--- START Extracted records ---

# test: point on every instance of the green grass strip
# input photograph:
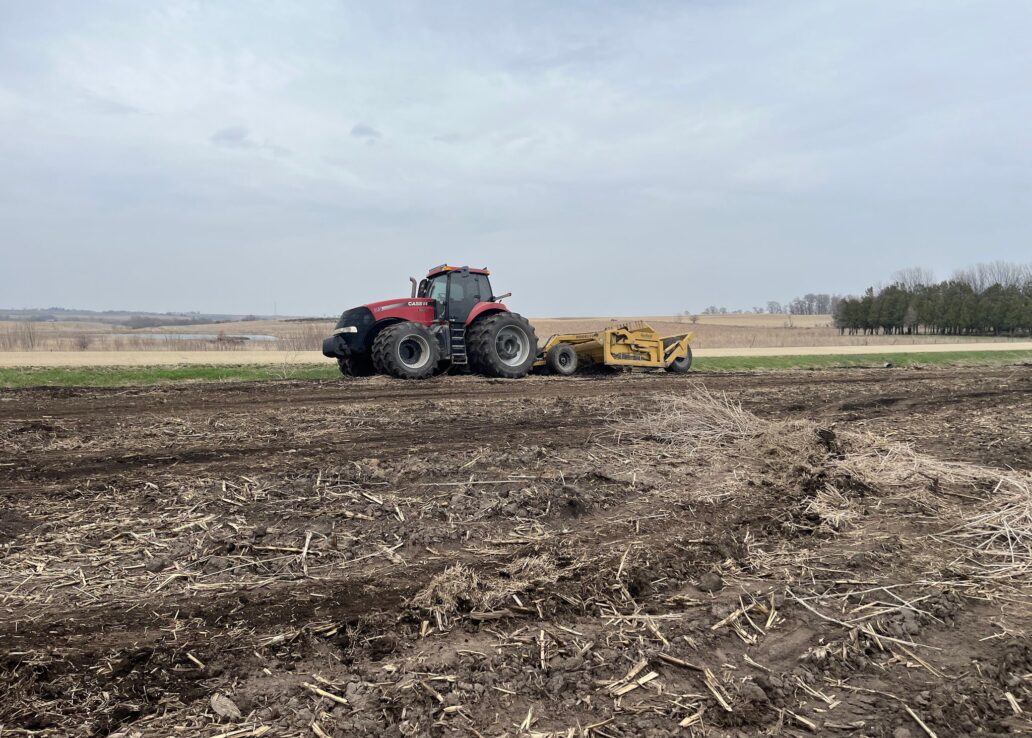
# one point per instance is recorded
(127, 376)
(121, 376)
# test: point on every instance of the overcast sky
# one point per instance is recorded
(599, 157)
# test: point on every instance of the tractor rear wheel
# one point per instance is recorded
(561, 359)
(682, 364)
(406, 350)
(502, 345)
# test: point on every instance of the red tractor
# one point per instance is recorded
(452, 319)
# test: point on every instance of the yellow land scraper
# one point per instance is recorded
(633, 345)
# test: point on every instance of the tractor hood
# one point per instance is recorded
(389, 306)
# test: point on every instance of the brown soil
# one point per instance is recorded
(485, 557)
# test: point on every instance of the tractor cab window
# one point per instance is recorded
(437, 288)
(456, 292)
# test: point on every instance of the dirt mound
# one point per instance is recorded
(614, 562)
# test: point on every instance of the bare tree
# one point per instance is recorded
(982, 276)
(913, 277)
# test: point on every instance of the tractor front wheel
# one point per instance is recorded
(407, 351)
(502, 345)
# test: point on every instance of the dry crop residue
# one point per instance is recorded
(800, 553)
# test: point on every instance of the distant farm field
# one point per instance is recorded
(711, 331)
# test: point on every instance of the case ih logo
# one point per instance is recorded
(411, 303)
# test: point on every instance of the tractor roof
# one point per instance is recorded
(445, 267)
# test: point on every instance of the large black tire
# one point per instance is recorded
(561, 359)
(354, 366)
(502, 345)
(407, 351)
(682, 364)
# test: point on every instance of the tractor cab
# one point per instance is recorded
(451, 319)
(455, 290)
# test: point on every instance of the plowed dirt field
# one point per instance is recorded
(836, 552)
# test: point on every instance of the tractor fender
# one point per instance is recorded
(482, 309)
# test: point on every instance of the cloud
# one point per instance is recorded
(366, 132)
(107, 106)
(239, 137)
(773, 148)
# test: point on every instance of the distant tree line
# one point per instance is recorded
(987, 299)
(810, 303)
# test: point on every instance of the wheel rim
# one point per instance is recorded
(414, 352)
(512, 346)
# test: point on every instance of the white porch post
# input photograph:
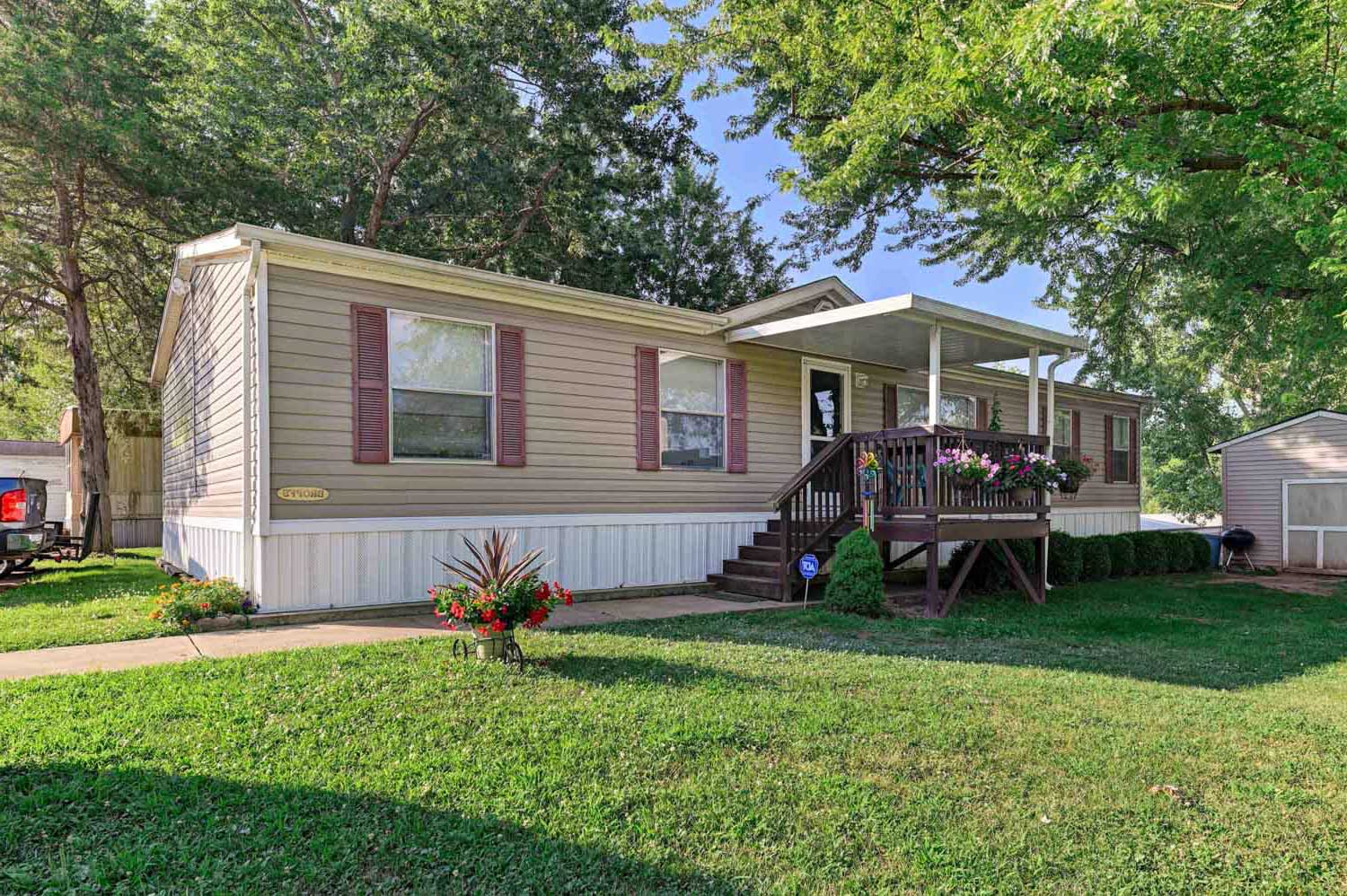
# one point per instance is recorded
(934, 379)
(1034, 391)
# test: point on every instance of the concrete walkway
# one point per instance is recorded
(92, 658)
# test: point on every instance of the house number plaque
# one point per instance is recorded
(302, 494)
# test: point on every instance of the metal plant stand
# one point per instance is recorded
(509, 651)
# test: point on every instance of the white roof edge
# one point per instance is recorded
(830, 285)
(926, 309)
(271, 237)
(1031, 333)
(1273, 427)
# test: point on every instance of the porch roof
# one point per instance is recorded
(896, 331)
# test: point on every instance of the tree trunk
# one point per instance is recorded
(94, 442)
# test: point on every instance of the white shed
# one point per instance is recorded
(42, 461)
(1287, 484)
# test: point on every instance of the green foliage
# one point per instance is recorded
(856, 578)
(186, 602)
(102, 599)
(1122, 554)
(1152, 550)
(1064, 558)
(1096, 558)
(1096, 142)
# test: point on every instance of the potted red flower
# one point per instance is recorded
(496, 596)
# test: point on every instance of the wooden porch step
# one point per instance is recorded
(759, 553)
(756, 569)
(751, 585)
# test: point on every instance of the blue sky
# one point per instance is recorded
(744, 169)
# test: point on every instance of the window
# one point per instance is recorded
(441, 382)
(955, 409)
(1121, 456)
(1061, 446)
(691, 411)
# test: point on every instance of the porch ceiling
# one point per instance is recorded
(896, 331)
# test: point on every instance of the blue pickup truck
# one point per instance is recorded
(24, 534)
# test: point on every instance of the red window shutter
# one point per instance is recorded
(1107, 448)
(1134, 452)
(647, 408)
(509, 396)
(737, 414)
(369, 382)
(891, 406)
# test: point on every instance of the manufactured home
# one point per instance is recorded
(1287, 483)
(336, 417)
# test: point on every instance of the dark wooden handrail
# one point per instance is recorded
(808, 470)
(823, 497)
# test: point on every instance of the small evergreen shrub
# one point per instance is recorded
(856, 581)
(1096, 558)
(1064, 558)
(1122, 556)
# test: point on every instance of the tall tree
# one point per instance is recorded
(78, 158)
(1177, 169)
(477, 132)
(686, 245)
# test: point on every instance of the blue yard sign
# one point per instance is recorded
(808, 569)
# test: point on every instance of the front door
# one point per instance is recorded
(826, 395)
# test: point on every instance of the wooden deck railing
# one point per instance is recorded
(824, 496)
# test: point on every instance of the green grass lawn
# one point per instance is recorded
(88, 602)
(1005, 748)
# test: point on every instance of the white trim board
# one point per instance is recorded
(218, 523)
(541, 521)
(1274, 427)
(1287, 529)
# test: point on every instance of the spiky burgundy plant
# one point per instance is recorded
(492, 567)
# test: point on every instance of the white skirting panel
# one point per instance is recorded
(1096, 521)
(205, 548)
(320, 570)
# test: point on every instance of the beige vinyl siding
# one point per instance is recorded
(1253, 473)
(581, 414)
(202, 396)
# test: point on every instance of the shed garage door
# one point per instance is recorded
(1315, 518)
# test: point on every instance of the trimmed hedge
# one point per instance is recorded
(1122, 556)
(856, 581)
(1088, 559)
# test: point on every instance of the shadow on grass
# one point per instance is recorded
(66, 828)
(617, 670)
(92, 580)
(1176, 631)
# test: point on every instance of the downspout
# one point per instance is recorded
(1051, 408)
(250, 304)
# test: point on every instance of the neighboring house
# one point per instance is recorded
(135, 475)
(42, 461)
(334, 417)
(1287, 484)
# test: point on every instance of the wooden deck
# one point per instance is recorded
(912, 503)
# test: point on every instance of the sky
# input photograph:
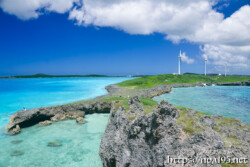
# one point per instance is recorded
(124, 37)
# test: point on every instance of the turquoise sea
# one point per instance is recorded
(229, 101)
(80, 143)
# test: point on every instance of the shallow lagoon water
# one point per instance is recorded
(80, 143)
(229, 101)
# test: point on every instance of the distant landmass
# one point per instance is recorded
(40, 75)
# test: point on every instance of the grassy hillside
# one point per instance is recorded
(151, 81)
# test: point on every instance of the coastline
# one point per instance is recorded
(23, 119)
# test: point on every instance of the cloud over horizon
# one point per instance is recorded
(223, 40)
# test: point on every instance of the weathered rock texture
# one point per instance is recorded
(133, 139)
(22, 119)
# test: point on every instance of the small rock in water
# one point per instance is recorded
(16, 141)
(45, 123)
(54, 144)
(80, 120)
(17, 153)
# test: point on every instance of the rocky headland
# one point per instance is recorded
(141, 132)
(133, 138)
(102, 104)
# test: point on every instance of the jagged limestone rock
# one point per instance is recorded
(150, 140)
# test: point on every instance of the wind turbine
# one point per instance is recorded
(179, 65)
(225, 69)
(205, 66)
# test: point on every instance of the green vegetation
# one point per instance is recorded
(55, 76)
(151, 81)
(233, 165)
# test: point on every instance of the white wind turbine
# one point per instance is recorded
(205, 66)
(225, 69)
(179, 65)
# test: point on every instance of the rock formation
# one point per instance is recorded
(22, 119)
(135, 139)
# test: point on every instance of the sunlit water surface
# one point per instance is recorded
(80, 143)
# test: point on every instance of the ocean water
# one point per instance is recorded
(80, 143)
(229, 101)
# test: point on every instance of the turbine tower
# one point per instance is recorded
(179, 65)
(205, 66)
(225, 69)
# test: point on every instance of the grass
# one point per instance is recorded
(151, 81)
(188, 123)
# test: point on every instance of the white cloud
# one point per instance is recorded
(222, 40)
(186, 59)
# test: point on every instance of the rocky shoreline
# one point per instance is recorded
(23, 119)
(133, 138)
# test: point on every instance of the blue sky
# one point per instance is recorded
(53, 44)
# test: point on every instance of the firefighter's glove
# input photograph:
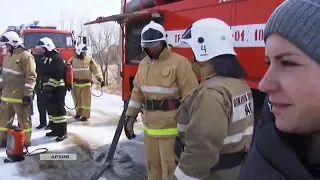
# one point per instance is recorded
(27, 100)
(128, 127)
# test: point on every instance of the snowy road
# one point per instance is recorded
(87, 140)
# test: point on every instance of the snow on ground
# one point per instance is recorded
(88, 140)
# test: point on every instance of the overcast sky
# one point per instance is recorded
(17, 12)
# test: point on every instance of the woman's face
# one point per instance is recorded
(293, 84)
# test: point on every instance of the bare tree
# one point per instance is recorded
(102, 38)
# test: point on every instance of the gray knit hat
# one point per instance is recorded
(299, 22)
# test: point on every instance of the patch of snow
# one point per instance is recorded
(87, 140)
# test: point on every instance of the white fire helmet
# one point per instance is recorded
(81, 48)
(152, 35)
(209, 38)
(11, 38)
(46, 43)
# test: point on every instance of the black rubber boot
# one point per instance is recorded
(62, 132)
(54, 130)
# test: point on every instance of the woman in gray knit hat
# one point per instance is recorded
(287, 143)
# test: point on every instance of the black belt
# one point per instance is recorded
(226, 160)
(162, 105)
(229, 160)
(81, 81)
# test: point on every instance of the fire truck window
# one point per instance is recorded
(60, 40)
(69, 41)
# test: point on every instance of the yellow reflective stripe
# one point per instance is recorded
(60, 121)
(161, 132)
(54, 83)
(12, 100)
(82, 85)
(84, 107)
(27, 130)
(58, 117)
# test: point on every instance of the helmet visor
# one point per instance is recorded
(151, 44)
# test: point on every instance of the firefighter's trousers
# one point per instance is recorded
(42, 99)
(57, 112)
(160, 157)
(7, 113)
(82, 100)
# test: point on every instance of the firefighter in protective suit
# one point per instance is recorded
(163, 78)
(215, 121)
(83, 67)
(18, 81)
(52, 83)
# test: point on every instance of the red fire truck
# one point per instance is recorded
(31, 34)
(246, 17)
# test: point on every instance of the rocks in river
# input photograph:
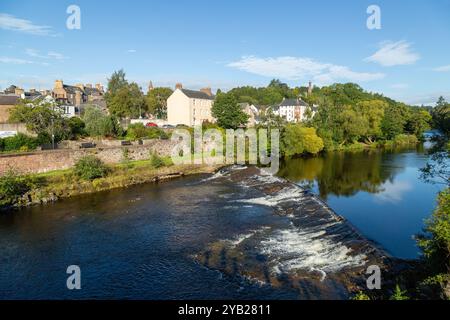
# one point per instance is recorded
(316, 251)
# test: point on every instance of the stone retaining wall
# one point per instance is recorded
(44, 161)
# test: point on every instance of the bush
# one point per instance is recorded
(12, 187)
(136, 131)
(399, 294)
(90, 168)
(298, 140)
(156, 161)
(139, 131)
(361, 296)
(99, 124)
(19, 142)
(405, 139)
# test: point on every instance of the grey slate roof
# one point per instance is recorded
(293, 102)
(197, 94)
(8, 99)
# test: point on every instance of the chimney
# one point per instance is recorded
(207, 91)
(59, 84)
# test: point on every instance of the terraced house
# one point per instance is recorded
(78, 94)
(190, 107)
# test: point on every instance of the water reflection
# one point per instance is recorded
(347, 173)
(380, 192)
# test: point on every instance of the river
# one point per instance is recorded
(142, 242)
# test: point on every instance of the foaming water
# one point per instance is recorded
(295, 249)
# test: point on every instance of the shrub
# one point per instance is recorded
(136, 131)
(156, 161)
(361, 296)
(90, 168)
(399, 294)
(19, 142)
(12, 187)
(405, 139)
(297, 140)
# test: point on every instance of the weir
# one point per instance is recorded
(311, 248)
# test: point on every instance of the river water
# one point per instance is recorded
(142, 242)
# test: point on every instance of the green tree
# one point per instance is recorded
(418, 122)
(399, 294)
(441, 116)
(127, 102)
(157, 101)
(98, 124)
(90, 168)
(42, 119)
(395, 119)
(373, 112)
(297, 139)
(228, 113)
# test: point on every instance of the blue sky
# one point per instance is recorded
(227, 43)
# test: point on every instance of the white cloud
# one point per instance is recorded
(295, 68)
(399, 86)
(50, 55)
(442, 69)
(8, 60)
(10, 22)
(394, 54)
(56, 55)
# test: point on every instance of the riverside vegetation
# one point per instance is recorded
(89, 175)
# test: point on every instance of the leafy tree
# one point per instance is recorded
(12, 187)
(441, 116)
(228, 113)
(124, 99)
(353, 125)
(298, 140)
(157, 101)
(373, 111)
(90, 168)
(418, 122)
(115, 83)
(128, 102)
(43, 120)
(395, 119)
(399, 294)
(98, 124)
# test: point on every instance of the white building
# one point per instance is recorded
(190, 107)
(293, 110)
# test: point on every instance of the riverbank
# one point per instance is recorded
(55, 185)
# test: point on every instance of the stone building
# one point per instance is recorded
(78, 94)
(190, 107)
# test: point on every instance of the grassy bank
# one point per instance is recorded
(52, 186)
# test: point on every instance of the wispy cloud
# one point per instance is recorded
(295, 68)
(9, 60)
(399, 86)
(10, 22)
(394, 54)
(50, 55)
(442, 69)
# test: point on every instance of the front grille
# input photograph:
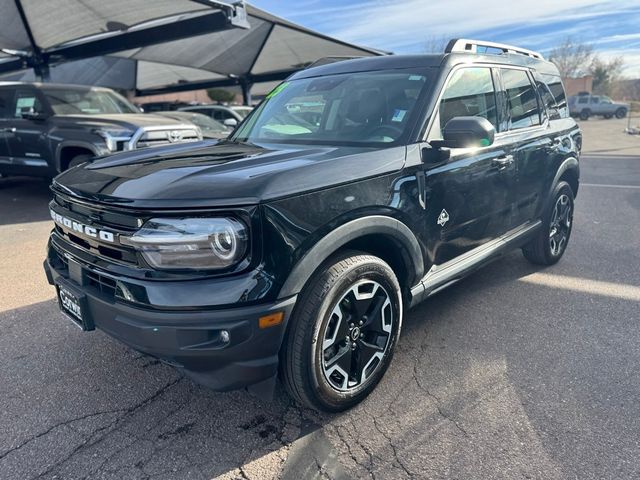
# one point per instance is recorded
(156, 138)
(114, 223)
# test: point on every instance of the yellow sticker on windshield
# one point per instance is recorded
(277, 90)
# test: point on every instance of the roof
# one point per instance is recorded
(423, 61)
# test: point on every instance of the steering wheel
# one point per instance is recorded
(389, 128)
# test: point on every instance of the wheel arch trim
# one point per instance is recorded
(345, 233)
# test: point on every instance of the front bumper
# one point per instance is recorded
(193, 340)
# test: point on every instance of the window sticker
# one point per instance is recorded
(277, 90)
(398, 115)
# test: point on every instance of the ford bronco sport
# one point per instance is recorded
(47, 128)
(354, 191)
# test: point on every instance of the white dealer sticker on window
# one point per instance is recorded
(398, 115)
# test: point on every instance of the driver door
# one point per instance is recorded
(469, 197)
(27, 141)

--- END Extracted records ---

Express the lines as a JSON list of strings, one string per line, omitting any blank lines. Begin at the line that contains "# test: point on every instance of the white roof" and stop after the line that contains "(1096, 142)", including both of these lines.

- _Output of the task_
[
  "# test: point on every instance of the white roof edge",
  "# one point per instance is recorded",
  "(830, 285)",
  "(926, 309)",
  "(271, 237)",
  "(1031, 333)",
  "(1273, 427)",
  "# test: point on every instance of the porch roof",
  "# one point per instance is recorded",
  "(896, 331)",
  "# test: point on every instance of the tree trunk",
  "# one point per instance is recorded",
  "(94, 442)",
  "# test: point on every instance of the white shed",
  "# one point per instance is recorded",
  "(42, 461)",
  "(1287, 484)",
  "# test: point on every instance of the green foliage",
  "# one point per instance is recorded",
  "(856, 578)",
  "(186, 602)",
  "(102, 599)",
  "(1122, 554)",
  "(1152, 550)",
  "(1064, 558)",
  "(1096, 558)",
  "(1096, 142)"
]